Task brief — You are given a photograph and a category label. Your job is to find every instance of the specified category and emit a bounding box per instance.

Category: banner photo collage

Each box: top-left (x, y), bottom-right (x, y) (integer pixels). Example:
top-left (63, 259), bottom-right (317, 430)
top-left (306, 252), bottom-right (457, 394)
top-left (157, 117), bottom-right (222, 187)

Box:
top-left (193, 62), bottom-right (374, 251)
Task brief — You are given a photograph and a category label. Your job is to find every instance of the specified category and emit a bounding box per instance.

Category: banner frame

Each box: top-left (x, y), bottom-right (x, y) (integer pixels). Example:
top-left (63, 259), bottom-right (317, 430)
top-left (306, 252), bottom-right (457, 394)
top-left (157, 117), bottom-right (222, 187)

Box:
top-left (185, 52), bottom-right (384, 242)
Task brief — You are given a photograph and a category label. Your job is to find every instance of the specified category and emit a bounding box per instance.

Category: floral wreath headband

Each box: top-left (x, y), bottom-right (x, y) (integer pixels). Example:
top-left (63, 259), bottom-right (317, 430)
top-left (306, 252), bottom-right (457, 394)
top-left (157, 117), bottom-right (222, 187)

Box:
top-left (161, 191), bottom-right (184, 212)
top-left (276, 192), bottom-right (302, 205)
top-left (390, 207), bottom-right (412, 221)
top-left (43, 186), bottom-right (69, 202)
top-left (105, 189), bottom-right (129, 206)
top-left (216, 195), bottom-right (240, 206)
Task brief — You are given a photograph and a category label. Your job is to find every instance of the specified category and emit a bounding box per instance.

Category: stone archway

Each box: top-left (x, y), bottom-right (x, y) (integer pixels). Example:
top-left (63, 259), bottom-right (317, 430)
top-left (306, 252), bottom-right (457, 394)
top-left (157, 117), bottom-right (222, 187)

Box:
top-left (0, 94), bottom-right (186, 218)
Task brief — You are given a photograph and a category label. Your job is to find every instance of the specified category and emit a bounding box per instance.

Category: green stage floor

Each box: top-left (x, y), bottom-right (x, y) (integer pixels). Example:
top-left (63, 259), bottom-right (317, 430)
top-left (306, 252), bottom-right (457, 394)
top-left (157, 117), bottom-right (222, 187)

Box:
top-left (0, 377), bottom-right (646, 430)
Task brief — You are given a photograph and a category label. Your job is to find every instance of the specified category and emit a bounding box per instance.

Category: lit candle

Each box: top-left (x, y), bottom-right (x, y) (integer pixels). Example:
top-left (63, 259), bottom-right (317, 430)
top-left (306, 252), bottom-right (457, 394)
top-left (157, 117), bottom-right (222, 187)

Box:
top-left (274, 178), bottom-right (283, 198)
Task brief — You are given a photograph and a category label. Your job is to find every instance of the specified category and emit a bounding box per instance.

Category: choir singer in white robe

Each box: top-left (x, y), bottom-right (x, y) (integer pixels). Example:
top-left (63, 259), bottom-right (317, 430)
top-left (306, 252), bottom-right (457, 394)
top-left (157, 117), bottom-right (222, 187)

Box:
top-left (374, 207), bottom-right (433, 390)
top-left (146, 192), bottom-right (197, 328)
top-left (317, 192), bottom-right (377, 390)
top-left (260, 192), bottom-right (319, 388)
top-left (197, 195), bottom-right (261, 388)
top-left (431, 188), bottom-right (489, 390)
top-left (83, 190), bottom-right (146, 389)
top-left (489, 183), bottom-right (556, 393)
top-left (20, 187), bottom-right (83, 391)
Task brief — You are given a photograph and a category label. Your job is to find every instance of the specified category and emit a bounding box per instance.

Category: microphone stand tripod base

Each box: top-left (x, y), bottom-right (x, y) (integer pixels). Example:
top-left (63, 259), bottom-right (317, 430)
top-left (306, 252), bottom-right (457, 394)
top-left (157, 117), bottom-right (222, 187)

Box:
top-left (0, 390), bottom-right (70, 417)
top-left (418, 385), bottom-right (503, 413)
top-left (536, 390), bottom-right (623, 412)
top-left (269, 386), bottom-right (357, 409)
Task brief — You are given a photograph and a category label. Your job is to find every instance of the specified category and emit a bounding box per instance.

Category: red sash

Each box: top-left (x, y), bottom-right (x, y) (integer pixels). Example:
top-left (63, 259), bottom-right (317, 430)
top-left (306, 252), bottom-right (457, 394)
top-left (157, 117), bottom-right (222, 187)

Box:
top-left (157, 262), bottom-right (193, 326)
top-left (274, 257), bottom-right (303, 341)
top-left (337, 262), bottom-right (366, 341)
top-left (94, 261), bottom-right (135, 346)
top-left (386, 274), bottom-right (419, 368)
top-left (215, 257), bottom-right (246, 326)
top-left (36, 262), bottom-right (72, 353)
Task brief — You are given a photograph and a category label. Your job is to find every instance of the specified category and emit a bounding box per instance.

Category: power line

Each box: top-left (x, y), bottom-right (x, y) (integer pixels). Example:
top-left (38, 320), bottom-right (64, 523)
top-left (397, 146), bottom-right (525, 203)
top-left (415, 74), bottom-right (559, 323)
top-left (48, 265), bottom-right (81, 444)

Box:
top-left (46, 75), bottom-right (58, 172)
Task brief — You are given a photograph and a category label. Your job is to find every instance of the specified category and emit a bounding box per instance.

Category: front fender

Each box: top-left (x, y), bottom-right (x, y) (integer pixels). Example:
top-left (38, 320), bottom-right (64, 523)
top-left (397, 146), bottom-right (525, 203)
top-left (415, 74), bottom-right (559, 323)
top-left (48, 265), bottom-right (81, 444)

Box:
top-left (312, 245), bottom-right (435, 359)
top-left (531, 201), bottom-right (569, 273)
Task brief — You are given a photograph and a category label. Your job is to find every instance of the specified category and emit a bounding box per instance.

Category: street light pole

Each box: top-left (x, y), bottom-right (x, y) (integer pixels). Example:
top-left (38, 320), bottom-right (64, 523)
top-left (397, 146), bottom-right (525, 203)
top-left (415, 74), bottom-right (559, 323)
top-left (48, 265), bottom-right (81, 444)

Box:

========================================

◆ **SHORT TASK**
Copy the records above word for word, keeping every line as it stands.

◆ **FINAL ANSWER**
Task brief — You are given a photograph and a category label. Your job is to find every instance of the specified category and emit a bounding box per instance.

Category: banner photo collage

Each box: top-left (x, y), bottom-right (x, y) (integer pixels). Example:
top-left (63, 259), bottom-right (317, 430)
top-left (306, 252), bottom-right (457, 394)
top-left (157, 117), bottom-right (222, 187)

Box:
top-left (193, 62), bottom-right (374, 251)
Task brief — You are given a photograph and a category label. Your job is to find every instance of the specified category and emit a bounding box per instance.

Category: banner frame

Each box: top-left (x, y), bottom-right (x, y) (integer pixels). Example:
top-left (63, 259), bottom-right (317, 430)
top-left (306, 252), bottom-right (457, 394)
top-left (157, 117), bottom-right (222, 187)

Box:
top-left (185, 52), bottom-right (384, 242)
Task brief — You are given a photograph and a category label. Your job is to find every instance of the specified category and emit a bounding box per instance.

Category: floral wreath headband

Each box: top-left (x, y), bottom-right (x, y) (integer pixels). Example:
top-left (63, 259), bottom-right (317, 430)
top-left (306, 252), bottom-right (457, 394)
top-left (157, 117), bottom-right (222, 187)

Box:
top-left (161, 191), bottom-right (184, 212)
top-left (276, 192), bottom-right (302, 205)
top-left (390, 207), bottom-right (412, 221)
top-left (43, 186), bottom-right (69, 202)
top-left (105, 189), bottom-right (129, 206)
top-left (216, 195), bottom-right (240, 206)
Task brief — You are given a photograph and a category label. Your job is to find every instance of the specified category and emit a bounding box per instance.

Category: stone archway

Each box: top-left (x, y), bottom-right (x, y) (integer pixels). Example:
top-left (63, 259), bottom-right (317, 430)
top-left (306, 252), bottom-right (457, 394)
top-left (157, 117), bottom-right (222, 187)

Box:
top-left (0, 94), bottom-right (186, 218)
Task brief — You are given a photograph and a category label. Your job is to find every instance of the specified category and emit a bounding box per instance.

Category: green stage floor

Each box: top-left (x, y), bottom-right (x, y) (integer pixels). Example:
top-left (63, 259), bottom-right (317, 430)
top-left (306, 252), bottom-right (457, 394)
top-left (157, 117), bottom-right (222, 187)

Box:
top-left (0, 377), bottom-right (646, 430)
Task brief — You are given a photograph and a category label. Your job is to find every instance of the specified category and emit a bounding box per instance.

Category: lit candle

Each box: top-left (x, y), bottom-right (x, y) (integer pixels). Example:
top-left (63, 259), bottom-right (317, 430)
top-left (306, 252), bottom-right (457, 394)
top-left (157, 117), bottom-right (222, 187)

Box:
top-left (274, 178), bottom-right (283, 198)
Task brief — You are given a photograph and a category label. Your job is to find every instance of the specified category and emit a bounding box per instance.

Category: choir singer in white robe

Each box: top-left (x, y), bottom-right (x, y) (integer pixels). Example:
top-left (63, 259), bottom-right (317, 430)
top-left (306, 252), bottom-right (457, 394)
top-left (157, 117), bottom-right (222, 187)

Box:
top-left (374, 207), bottom-right (433, 390)
top-left (146, 192), bottom-right (197, 328)
top-left (317, 192), bottom-right (377, 390)
top-left (260, 192), bottom-right (319, 388)
top-left (197, 195), bottom-right (261, 388)
top-left (431, 188), bottom-right (489, 390)
top-left (83, 190), bottom-right (146, 389)
top-left (489, 183), bottom-right (556, 393)
top-left (20, 187), bottom-right (83, 391)
Task brief — You are given a photograph and a category label. Your job is to find every instance of the specified category and emit a bounding box per instance.

Category: microphone stand tripod base

Each box: top-left (x, y), bottom-right (x, y) (integer pixels). Example:
top-left (63, 259), bottom-right (317, 430)
top-left (306, 252), bottom-right (457, 394)
top-left (157, 117), bottom-right (222, 187)

Box:
top-left (0, 390), bottom-right (70, 417)
top-left (418, 385), bottom-right (503, 413)
top-left (536, 390), bottom-right (623, 412)
top-left (269, 386), bottom-right (357, 409)
Task brief — You are given a photograph and a category label. Your job is to find every instance of the specified category and emit a bounding box per instance.

Category: red sash

Each box: top-left (x, y), bottom-right (x, y) (integer pixels). Example:
top-left (63, 259), bottom-right (317, 430)
top-left (306, 252), bottom-right (457, 394)
top-left (157, 117), bottom-right (222, 187)

Box:
top-left (157, 262), bottom-right (193, 326)
top-left (274, 257), bottom-right (303, 341)
top-left (337, 262), bottom-right (366, 341)
top-left (94, 261), bottom-right (135, 346)
top-left (386, 274), bottom-right (419, 368)
top-left (215, 257), bottom-right (246, 326)
top-left (36, 262), bottom-right (72, 353)
Task brief — You are given a photograph and a category label. Your job is to find every instance of the specified category and emit a bounding box per instance.

Category: power line

Each box: top-left (x, y), bottom-right (x, y) (integer pixels). Example:
top-left (38, 320), bottom-right (64, 523)
top-left (397, 146), bottom-right (525, 203)
top-left (415, 74), bottom-right (559, 323)
top-left (48, 265), bottom-right (81, 444)

Box:
top-left (46, 75), bottom-right (58, 172)
Task brief — You are given a photograph and a category label. Your job is to find every instance of the specified category and emit a bounding box per instance.

Category: front fender

Each box: top-left (x, y), bottom-right (x, y) (integer pixels). Example:
top-left (38, 320), bottom-right (64, 523)
top-left (397, 146), bottom-right (525, 203)
top-left (415, 74), bottom-right (559, 323)
top-left (48, 265), bottom-right (81, 444)

Box:
top-left (312, 245), bottom-right (435, 359)
top-left (531, 201), bottom-right (569, 273)
Task brief — You are given a photograph and a category label. Your job is to find every instance of the specified category and emit a bounding box per instance.

Category: street light pole

Each box: top-left (x, y), bottom-right (x, y) (integer pixels). Example:
top-left (38, 320), bottom-right (64, 523)
top-left (397, 146), bottom-right (525, 203)
top-left (415, 74), bottom-right (559, 323)
top-left (48, 265), bottom-right (81, 444)

Box:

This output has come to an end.